Stored dataset items:
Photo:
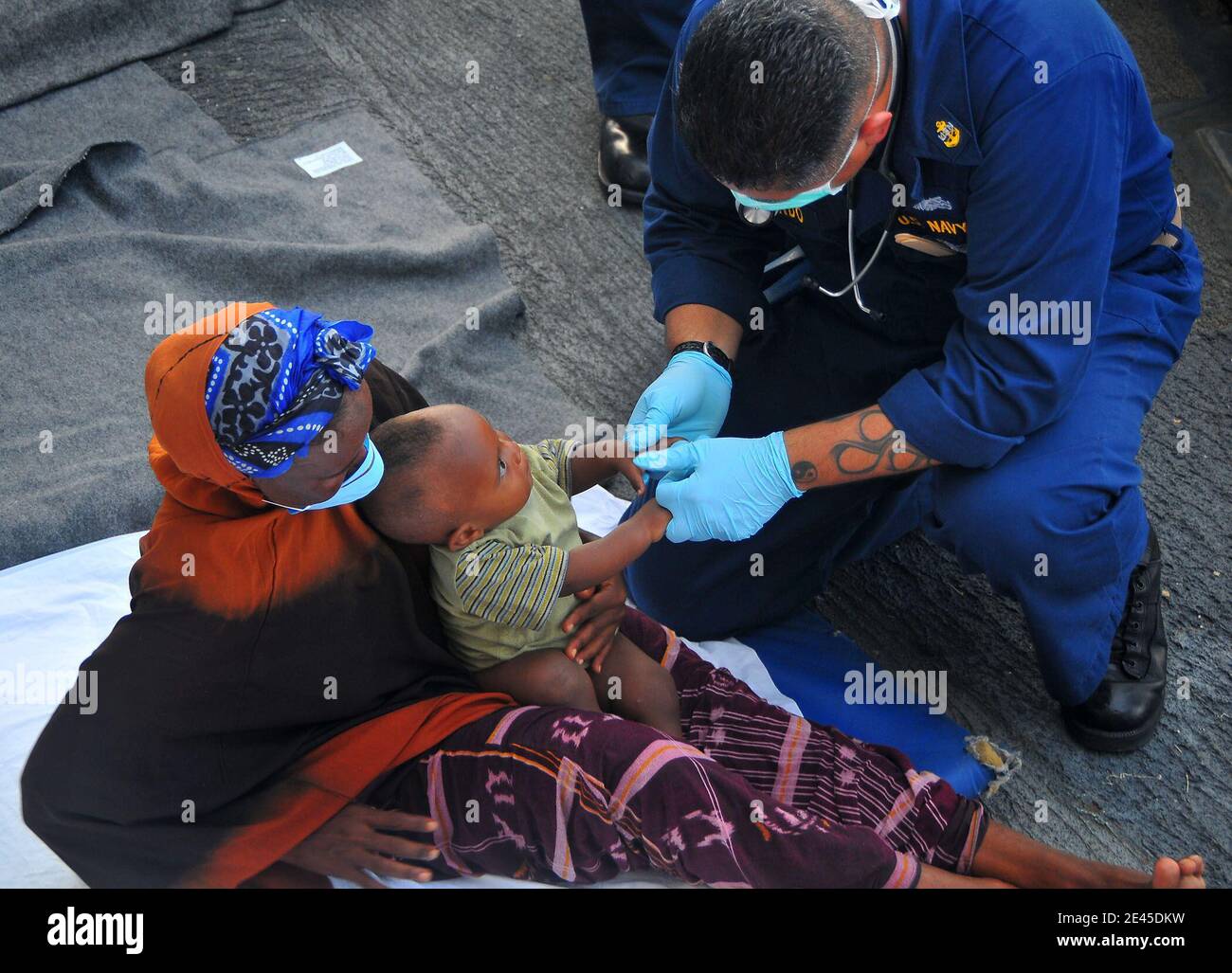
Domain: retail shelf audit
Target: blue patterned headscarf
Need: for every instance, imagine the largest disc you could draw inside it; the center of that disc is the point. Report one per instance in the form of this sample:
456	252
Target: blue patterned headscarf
276	382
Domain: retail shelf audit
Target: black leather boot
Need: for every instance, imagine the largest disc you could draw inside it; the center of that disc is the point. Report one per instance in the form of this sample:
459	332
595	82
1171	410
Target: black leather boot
1126	707
623	155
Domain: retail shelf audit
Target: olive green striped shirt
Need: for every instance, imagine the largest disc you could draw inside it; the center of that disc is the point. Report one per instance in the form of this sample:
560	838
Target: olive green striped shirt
500	595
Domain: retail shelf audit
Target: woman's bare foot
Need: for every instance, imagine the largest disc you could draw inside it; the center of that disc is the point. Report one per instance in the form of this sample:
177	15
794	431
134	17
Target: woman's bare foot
1024	862
1184	874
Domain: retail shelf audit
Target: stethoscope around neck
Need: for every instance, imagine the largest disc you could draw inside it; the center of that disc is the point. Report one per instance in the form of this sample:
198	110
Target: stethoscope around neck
762	217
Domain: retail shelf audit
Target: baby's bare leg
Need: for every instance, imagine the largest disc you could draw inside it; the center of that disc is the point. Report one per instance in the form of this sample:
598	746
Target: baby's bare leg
542	677
637	688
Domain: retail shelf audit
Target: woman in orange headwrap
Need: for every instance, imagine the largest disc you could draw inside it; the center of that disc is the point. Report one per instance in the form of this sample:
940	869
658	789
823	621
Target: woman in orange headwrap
278	707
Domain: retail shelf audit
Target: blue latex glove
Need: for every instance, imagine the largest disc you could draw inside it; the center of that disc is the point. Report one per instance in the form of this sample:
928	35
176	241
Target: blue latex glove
721	489
689	399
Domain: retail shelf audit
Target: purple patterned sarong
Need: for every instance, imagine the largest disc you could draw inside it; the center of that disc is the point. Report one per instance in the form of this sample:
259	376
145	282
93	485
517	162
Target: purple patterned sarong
756	797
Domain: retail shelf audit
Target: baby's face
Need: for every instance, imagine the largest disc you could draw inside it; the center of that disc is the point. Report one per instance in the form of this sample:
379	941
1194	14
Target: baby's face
483	469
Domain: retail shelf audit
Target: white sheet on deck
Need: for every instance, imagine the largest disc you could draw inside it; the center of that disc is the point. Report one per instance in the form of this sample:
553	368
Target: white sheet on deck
54	612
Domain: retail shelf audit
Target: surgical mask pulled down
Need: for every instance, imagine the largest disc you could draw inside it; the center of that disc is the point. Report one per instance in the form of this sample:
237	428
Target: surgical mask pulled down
362	481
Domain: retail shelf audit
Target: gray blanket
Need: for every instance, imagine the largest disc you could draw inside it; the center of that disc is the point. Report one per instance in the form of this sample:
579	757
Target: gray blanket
155	218
48	44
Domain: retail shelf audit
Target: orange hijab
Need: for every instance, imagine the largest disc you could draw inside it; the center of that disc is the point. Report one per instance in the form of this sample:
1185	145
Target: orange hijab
272	666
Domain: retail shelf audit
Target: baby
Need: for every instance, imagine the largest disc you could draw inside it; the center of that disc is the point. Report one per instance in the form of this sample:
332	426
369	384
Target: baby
506	558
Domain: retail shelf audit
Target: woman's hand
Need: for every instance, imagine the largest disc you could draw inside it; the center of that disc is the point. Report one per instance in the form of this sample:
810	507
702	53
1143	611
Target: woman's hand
356	838
595	622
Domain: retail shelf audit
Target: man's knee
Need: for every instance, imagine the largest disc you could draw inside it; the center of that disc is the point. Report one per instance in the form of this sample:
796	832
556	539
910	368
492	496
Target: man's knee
1021	522
561	681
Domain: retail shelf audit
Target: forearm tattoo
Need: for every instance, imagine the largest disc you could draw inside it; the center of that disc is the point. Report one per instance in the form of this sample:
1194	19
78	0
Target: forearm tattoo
875	447
876	442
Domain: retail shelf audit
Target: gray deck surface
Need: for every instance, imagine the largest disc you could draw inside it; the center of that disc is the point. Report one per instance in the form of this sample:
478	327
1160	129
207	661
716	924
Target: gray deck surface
517	152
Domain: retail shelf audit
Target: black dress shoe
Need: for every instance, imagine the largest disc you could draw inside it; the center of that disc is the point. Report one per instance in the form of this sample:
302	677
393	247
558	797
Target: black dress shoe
1126	707
623	155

EXERCISE DIRECTIONS: What the reply must contain is an exact transcription of the data above and none of its pictures.

TASK RESULT:
Photo:
Domain: retail shelf audit
Target: blue patterned headscarf
Need: for every instance, imagine the largest disc you could draw inside it; the center of that disc is the point. Report one per instance in the form of this sample:
456	252
Target: blue patterned headscarf
276	382
Domain: retail shelf audit
Target: black leather boot
Need: for every instance, imagine the largest disc you could draw inside it; the center of that disc is the point. Report one per instance in the form of this sample:
459	332
595	82
1171	410
Target: black leather boot
1126	707
623	155
Domain: retail shelf audit
Target: olive green striped shirt
Need: for every instance, imagine the largest disc you could draw inside it; the center of that disc is the point. Report one per instance in the form of this sample:
560	838
Target: olive green striped shirt
500	595
Domain: retail shelf audit
Target: woman's bare foot
Need: for every instance, imagine the largest disc you could draw inside it; the center of that disc is the point. Report one per instance in the form of this sample:
177	15
794	431
134	17
Target: woman's bare foot
1024	862
1184	874
Domain: retail shelf audit
Target: stethoscope around neck
Need: for every instance, imagine the largest disc you could draw inside it; the center of that disc is the point. Report one per instance in the form of this sample:
198	110
Target: stethoscope around neck
762	217
Domain: retail shelf audit
Target: baby's bare leg
Need: for every instance, imagine the largest disc you could draw inside it; the center of that disc is the point. Report one per instance in the form of this sample:
598	746
Target: baby's bare leg
542	677
637	688
Domain: retail shelf audit
Target: woman in orange headwrap
Need: for every instance, imagine the largest disc you could draw inside it; the center of that disc is the point. Report one per instance in the form of this sample:
940	869
658	789
823	621
Target: woman in orange headwrap
278	707
Domain: retail shelf audit
Target: blue latex glove
Need: for every instance, imagine the largest disc you could draw inside it; the center of that disc is the point. Report one per instance in the form of this sample:
928	35
176	241
Target: blue latex glove
721	489
689	399
Domain: retail shelf audit
Target: purple patterned sarong
Need: for every instance, imagine the largest disc you could draw inside it; the center of that disc is the point. Report one per instance in the form of this sample:
259	376
145	282
93	485
517	162
Target: purple patterned sarong
756	797
Domain: retail shelf audit
Target: baby's face
Need: for every instance, imagine the largest disc you could draw inside it; the center of that disc is the point. Report one per instance in the form of this sample:
379	941
1194	14
Target: baby's face
483	469
Domain: retail shelf audit
Target: white sheet on deck
Need: for every instance, imagine the largest disc you could draw inside it; the center of that disc is the point. Report one per instance in the form of this sample:
553	368
Target: white sheet on deck
54	612
Domain: retail shelf audit
Target: surgical mask pulled down
Need: for every instance, imagine the largest disc you could draw inside it; the center of that disc is the point. Report one per instance in the form of this sample:
237	428
Target: surgical mask pulled down
362	481
Domain: retail shelf audit
Target: gray blanket
Need: for every instance, imagine the largest disc you could draw inside it; the center of that disc is the point. Report one per instance in the form of this sample:
579	757
Target: gray blanket
155	218
48	44
Domain: retail shelf audit
Target: orange hijab
Need: for every instance, imagine the largest disc you could draw inside it; the center of that disc is the point. Report one per instance in the form of this sample:
1185	145
Target: orange hijab
272	666
Domain: retail shelf audit
Target: baby
Need: for every instance, imagine the largest disc you could draw inside it; the center of that disc is the point. Report one per instance in the form of this sample:
332	426
369	384
Target: baby
506	558
Domain: retail shelf audit
Target: woman's hand
Need: for every instance, imagine the largest disc you could draw inside it; the center of that disc is the point. Report one per instance in the form of this sample:
810	507
702	53
1143	611
Target: woman's hand
356	838
595	622
Domain: retail shelf audit
Target: man's knee
Need: for every instance, imagine the largest disc you could draw inside it; the center of that disc is the point. Report one per instance in the form of this sample:
796	832
556	539
910	368
492	496
Target: man's knee
1021	522
561	681
Domain: retail shelf audit
Target: forearm tattoo
Need: for every instance, imagine the largest disc you could draw inside it; the center of that disc is the point. Report one per instance in the form of this sample:
1194	19
78	0
Target: forearm tattoo
875	447
876	442
Domain: retail shelf audit
Target: gray deck surface
Need: for every instance, imagine the largest disc you could draw inside it; the center of that disc is the point. Report one per instance in the form of this sample:
478	327
1160	129
207	661
716	924
Target: gray deck surface
517	152
Domain: retail shelf audit
Target: black dress shoe
Need: for every instance, imagine the largest disc you could draw inside it; the center of that disc is the point. Report one per instance in the form of this sample:
302	677
393	247
558	797
Target: black dress shoe
1126	707
623	155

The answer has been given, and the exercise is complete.